Text to read:
* * * * *

Being able to escape into the realm of the imagination was handy growing up as the youngest in a family of 11. CHRIS McMAHON continues his fantasy and SF writing habit from his home town of Brisbane, where he lives with his lovely wife Sandra and three young children, Aedan, Declan and Brigit. He has a third-dan black belt in Moon Lee Tae Kwon Do and also enjoys movies and exploring narrow alleyways. Chris is very passionate about music, if a little inconsistent, and loves singing and playing classical guitar.
Chris has recently released his three-book Jakirian Cycle: heroic hantasy in a world of ceramic weapons, where all metal is magical! Think Kill Bill meets Dune!
Chris regularly blogs on writing and Space news at his website: www.chrismcmahon.net.
1.Your book Calvanni, one of the Jakirian Cycle, is fresh out on Amazon. Can you tell us a little about the series’ path so far, and any tips you might have picked up along the way you’d like to share?
Hey, It’s not just Calvanni – I have three books out in the Jakirian Cycle, all of which were launched in March 2014.
The first book in the Jakirian Cycle is The Calvanni, the second Scytheman, and the third Sorcerer. It’s a big series, with tons of fantasy action and unique worldbuilding. Getting them out has been a real landmark effort for me. All three of them look great, thanks to the efforts of designer extraordinaire Daryl Lindquist. They have been published in both print and electronic editions, something which is also new for me.
The first edition of The Calvanni was published in 2006. To get the rest of the series out proved to be a long, gruelling effort. But the end result was definitely worth it. People love this series, even those who have never read fantasy before.
If I had to share one thing, that would be to focus on the quality of the work.
As a writer trying to get your work into publication, so much is dependent on luck and timing. You could have a brilliant manuscript, but until you find the right editor at the right time, conventional mainstream publication, and its blissful access to distribution and economies of scale, will always be elusive. If you focus on making the manuscript absolutely shine, then no matter what your route to publication – small press or independent – you can take pride in what you have produced. That means taking the time to make it the best novel you can, then investing in quality editorial – and thorough proofreading!

* * * * *

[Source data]
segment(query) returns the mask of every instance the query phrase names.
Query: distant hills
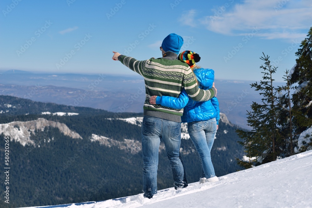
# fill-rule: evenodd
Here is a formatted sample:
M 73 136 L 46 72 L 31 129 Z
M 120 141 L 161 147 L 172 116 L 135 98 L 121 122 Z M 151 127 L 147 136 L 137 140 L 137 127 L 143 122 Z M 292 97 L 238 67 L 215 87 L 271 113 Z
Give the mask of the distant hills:
M 1 136 L 10 138 L 11 207 L 102 201 L 142 192 L 142 113 L 117 114 L 3 95 L 0 112 Z M 237 143 L 238 127 L 221 116 L 212 151 L 218 176 L 239 169 L 235 158 L 244 155 Z M 184 124 L 181 152 L 191 183 L 198 181 L 201 169 L 187 129 Z M 2 158 L 4 140 L 0 140 Z M 160 190 L 173 186 L 164 150 L 161 143 Z M 0 173 L 2 180 L 5 177 Z M 4 194 L 0 194 L 3 198 Z
M 261 99 L 251 88 L 251 82 L 215 80 L 221 112 L 246 128 L 246 110 Z M 0 94 L 115 112 L 142 112 L 145 97 L 144 80 L 134 73 L 125 76 L 12 70 L 0 75 Z

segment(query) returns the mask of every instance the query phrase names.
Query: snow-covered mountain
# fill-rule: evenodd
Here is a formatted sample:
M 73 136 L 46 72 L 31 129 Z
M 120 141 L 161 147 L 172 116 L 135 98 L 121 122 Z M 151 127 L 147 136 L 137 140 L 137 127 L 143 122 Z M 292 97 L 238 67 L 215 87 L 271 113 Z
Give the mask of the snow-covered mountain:
M 219 177 L 219 181 L 100 202 L 46 208 L 312 207 L 312 150 Z
M 9 136 L 11 140 L 19 142 L 24 146 L 26 144 L 36 146 L 35 143 L 31 139 L 31 134 L 35 135 L 36 131 L 43 131 L 47 127 L 57 128 L 64 135 L 73 138 L 82 138 L 79 134 L 69 129 L 65 124 L 42 118 L 29 121 L 13 121 L 0 124 L 0 134 L 3 133 Z

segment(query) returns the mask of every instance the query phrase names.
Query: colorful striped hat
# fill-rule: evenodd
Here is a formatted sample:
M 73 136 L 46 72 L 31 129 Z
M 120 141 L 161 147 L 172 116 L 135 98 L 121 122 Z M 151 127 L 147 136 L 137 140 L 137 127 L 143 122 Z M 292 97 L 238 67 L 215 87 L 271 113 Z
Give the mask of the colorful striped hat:
M 200 60 L 200 57 L 197 54 L 191 51 L 185 51 L 179 54 L 179 59 L 181 61 L 185 62 L 193 68 L 197 62 Z

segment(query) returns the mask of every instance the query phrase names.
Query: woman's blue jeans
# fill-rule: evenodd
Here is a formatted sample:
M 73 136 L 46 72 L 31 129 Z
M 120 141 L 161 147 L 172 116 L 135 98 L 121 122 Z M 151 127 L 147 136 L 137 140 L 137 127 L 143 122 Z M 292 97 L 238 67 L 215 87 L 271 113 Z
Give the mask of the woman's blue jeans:
M 216 176 L 211 162 L 210 151 L 217 129 L 215 118 L 207 121 L 188 123 L 188 133 L 199 155 L 202 165 L 201 177 L 209 178 Z
M 142 152 L 144 197 L 151 198 L 157 193 L 158 150 L 162 140 L 165 144 L 172 171 L 174 187 L 177 189 L 188 186 L 179 152 L 181 123 L 144 116 L 142 124 Z

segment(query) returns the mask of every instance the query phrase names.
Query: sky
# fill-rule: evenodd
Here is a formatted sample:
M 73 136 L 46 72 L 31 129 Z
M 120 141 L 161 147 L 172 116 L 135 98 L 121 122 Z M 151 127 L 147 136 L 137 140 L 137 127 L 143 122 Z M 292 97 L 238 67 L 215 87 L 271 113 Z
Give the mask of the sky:
M 216 79 L 261 80 L 263 52 L 281 81 L 312 27 L 310 0 L 3 0 L 0 10 L 2 71 L 135 75 L 112 51 L 158 58 L 174 33 Z
M 311 159 L 310 150 L 219 177 L 217 182 L 159 190 L 150 199 L 140 194 L 97 202 L 39 207 L 311 207 Z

* * * * *

Problems to work on:
A) In the author interview, when were all three Jakirian Cycle books launched?
B) Continue the author interview from its last sentence.
The rows aren't needed.

Answer set:
A) March 2014

B)
2. How has your science background informed your writing – your Jakirian Cycle has an interesting mix of ceramics and metal, for instance?
Yes, I would say it has. For a start I guess I bring that specialist mindset to the whole writing game (I am a chemical engineer). When it comes to technology and the mechanics of worldbuilding, I can bring an (obsessive) thoroughness that pays dividends in the depth and texture of the worlds I create, and in the scientific credibility of the concepts integral to my science fiction.
What I create definitely has an edge of unique inventiveness. The only downside is the sheer density of ideas. That can bog a story down, particularly at the beginning. It’s tricky balance to keep the reader hooked as they enter a complex world, and yet introduce them to all these new elements.
3. What is it about SF and fantasy that has led you to write it, and is that where your next work will be, too?
Well, that’s a tough one. I’d like to see any writer really define the true reason they write.
On a surface level, I guess it was the ideas that drove me. Unique SF ideas, or events and characters in a otherworldly fantasy setting. The heroic journey. That’s what gripped my mind and lifted up the back of my head with the intensity of the ideas’ birth.
As to why I really write? What is it that keeps me at it? That’s something deeper, more intuitive and heartfelt, that (for me) defies explanation.
4. What Australian works have you loved recently?
Can’t think of any off hand.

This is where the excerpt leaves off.